Source text.

☆ ☆ ☆ ☆ ☆

EDIT: woke up with the zigbee network down again, at this point i regret updating so bad
I have done some deeper digging. For some reason the SLZB-06P7 coordinator decided not to join the network following power off and replaced it with a UZG-01 flashed with 20240710. Trying different coordinator FW versions I have observed routing is wildly different. Earlier versions to 20240710 do not cluster well around routers. 20240710 seems to elect the key routers properly, and all routers seem to connect to the coordinator as expected. However, I get constant communication errors with all routers and I lean towards the issue is device related, rather then firmware related. Possibly someone could take a deep dive into the code behind https://www.zigbee2mqtt.io/devices/QS-zigbee-S08-16A-RF.html, I have 30+ of these, plus some other Tuya relay switches. For anyone reading this DO NOT ever buy QS products as they are not reliable short or long term - they stop functioning at some point.
Images with the map and the errors are provided below. All of the routers even if they are really close (<5m no obstacles) to the coordinator seem to have low LQI (<99); if I re-pair they seem they go triple digit LQI, but eventually they settle on low double digit LQI, and therefore concluded re-pairing is not useful.
Although the battery powered devices are not connected they all seem to work flawlessly. Possibly some improvements required to get the map right. It seems to take a couple of hours for connection routing to settle.
It takes close to 20 mins for the above map to be generated.
One last thought. It would be a great addition if we have an option to clear all error messages displayed. Sometimes it takes more than 2 mins to manually clear error messages, which obscure action buttons.
Good news is the map does eventually generate an accurate connection layout. The following map is after 2 days of operation. Additionally it now takes less than 4 mins to produce the map using 20240710 UZG-01 combo.
After of almost 2 days of operation Z2M lost connection to UZG, but automatically recovered. I timed map generation to just 2.5 mins.
This zip file has all the debug logs. Logs dated 2024-09-05 were created using SLZB-06P7. Logs dated 2024-09-06 were created using UZG-01/20240710. The logs also include the instance where connection to UZG was reset by something.
I see a (0xc7: NWK_TABLE_FULL) error in the debug logs, if this is of any assistance.
20240315 allowed more devices to connect to the coordinator, 20240710 less and thus relies more on routers to improve stability of the coordinator. If those routers are crap, you will get very poor performance. I would suggest to first power of some spammy devices, e.g. '00901-33-SM'
and see if that improves your network.
20240315 allowed more devices to connect to the coordinator, 20240710 less and thus relies more on routers to improve stability of the coordinator. If those routers are crap, you will get very poor performance. I would suggest to first power of some spammy devices, e.g.

☆ ☆ ☆ ☆ ☆

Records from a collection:
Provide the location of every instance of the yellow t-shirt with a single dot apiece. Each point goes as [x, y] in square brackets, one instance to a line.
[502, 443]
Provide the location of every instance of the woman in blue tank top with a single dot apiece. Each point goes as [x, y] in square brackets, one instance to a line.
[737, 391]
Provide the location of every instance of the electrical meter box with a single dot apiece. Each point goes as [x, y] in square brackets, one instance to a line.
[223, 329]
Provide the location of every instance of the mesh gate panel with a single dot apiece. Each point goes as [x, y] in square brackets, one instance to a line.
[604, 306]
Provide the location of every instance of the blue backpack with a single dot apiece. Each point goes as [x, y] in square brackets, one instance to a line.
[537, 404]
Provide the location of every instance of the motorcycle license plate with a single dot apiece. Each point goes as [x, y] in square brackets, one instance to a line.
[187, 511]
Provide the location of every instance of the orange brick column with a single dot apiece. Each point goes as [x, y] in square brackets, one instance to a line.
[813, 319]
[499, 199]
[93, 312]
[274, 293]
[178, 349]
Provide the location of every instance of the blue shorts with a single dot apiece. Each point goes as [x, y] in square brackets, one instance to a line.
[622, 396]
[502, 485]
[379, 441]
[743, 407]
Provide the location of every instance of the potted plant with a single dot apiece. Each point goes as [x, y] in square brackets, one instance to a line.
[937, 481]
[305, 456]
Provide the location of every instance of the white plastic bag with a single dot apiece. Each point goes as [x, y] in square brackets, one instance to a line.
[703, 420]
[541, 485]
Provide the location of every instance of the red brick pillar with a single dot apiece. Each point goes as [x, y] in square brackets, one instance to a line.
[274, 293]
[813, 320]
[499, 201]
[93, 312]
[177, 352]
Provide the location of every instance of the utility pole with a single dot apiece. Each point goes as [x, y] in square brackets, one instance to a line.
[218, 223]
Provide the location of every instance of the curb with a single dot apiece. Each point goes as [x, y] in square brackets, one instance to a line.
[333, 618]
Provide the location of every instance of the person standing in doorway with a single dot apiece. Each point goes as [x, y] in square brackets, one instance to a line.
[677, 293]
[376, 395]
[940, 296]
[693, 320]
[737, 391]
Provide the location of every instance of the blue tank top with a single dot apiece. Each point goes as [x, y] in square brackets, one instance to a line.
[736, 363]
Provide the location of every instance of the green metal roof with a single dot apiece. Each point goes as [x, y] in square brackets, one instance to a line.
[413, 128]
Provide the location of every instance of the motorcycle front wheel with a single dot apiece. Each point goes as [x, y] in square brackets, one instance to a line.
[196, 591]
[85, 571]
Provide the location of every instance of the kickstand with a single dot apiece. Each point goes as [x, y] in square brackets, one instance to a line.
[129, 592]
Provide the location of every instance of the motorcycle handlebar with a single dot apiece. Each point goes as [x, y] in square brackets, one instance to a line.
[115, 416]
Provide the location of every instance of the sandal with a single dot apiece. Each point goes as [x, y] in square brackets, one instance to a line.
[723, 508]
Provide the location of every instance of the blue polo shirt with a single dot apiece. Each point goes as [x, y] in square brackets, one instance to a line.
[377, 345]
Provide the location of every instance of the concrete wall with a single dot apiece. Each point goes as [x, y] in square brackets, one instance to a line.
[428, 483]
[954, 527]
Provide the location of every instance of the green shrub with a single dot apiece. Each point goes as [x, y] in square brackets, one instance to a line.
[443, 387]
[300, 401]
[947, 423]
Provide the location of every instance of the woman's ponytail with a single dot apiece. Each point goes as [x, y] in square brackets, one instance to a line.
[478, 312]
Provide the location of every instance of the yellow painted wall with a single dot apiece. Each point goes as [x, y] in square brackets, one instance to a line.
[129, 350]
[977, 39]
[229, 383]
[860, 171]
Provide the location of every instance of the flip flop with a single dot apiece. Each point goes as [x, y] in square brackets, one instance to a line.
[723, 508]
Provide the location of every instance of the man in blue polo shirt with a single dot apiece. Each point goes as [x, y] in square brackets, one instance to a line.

☆ ☆ ☆ ☆ ☆

What is required.
Please resume the Zigbee forum thread from the point where it stops. These lines are separate material, apart from the Zigbee forum thread.

Exercise output.
'00901-33-SM'
and see if that improves your network.
I have already done this twice, powered off the entire section of 00901, waited a few mins and power on the entire section again. I will try once more and provide feedback.
Do/Can we have any tools which allows us to influence affinity to certain routers.
For SLZB which router FW version works better with coordinator FW 20240710.
I was thinking of a tool which allows us to group routers and let the system automatically balance between them, therefore being able to avoid certain routers during pairing.
I have a question for Koenkk. The below device will re-interview successfully with no errors or warnings. How come it still shows offline with a 2 week last seen status.
I suggest an option to set the line colours in the map. The dark blue on the dark theme is difficult to visualise on a busy map.
I am wondering if it is possible to save the map in a nice format. I would be nice to track route changes or processing it in order to do better analysis.
I have 20240710 working for some weeks now. First I had some trouble with some tuya meter plug TS011F which were seen by the coordinator but not responding, or don't want to pair. I swapped some of these plug and repaired. Now everything works perfectly but one plug don't pair anymore.
Thanks for the good jobs !
Oops, I forgot to better explained what I did. Some TS011 plug did not pair anymore. I replaced one with a spare new one (never paired on my network): It worked I try to pair the other faulty one at a different location in my home : It partially worked. One were alive again, the other one refuse to pair. Maybe it is a routing problem ?
I confirm there is an issue with FW20240710. The coordinator resets sometimes after 20 mins, sometimes after hours, but it resets nevertheless. I will keep FW20240710 to assist in troubleshooting and because, since v1.40.0, Z2M automatically reconnects. My experience is that I completely lose Ethernet connectivity and I know it is not a network issue as there are hundreds of devices on the network (Ethernet and WiFi) with no issues.
Please let me know how I can assist debug this issue.
Log file attached. The crash debug is at the top of the log.
This info might be useful to some.
I have lots of Tuya QS relay devices which in theory can act as routers. When the UZG-01 was directly connected to some of them I had constant communication errors, although everything seemed to work with no issues, but with delays, sometimes considerable.
Once I paired a SLZB-06P7 router to the UZG-01 coordinator most of the communication issues between QS routers and coordinator vanished. I get the occasional error now, but the errors are not show stoppers.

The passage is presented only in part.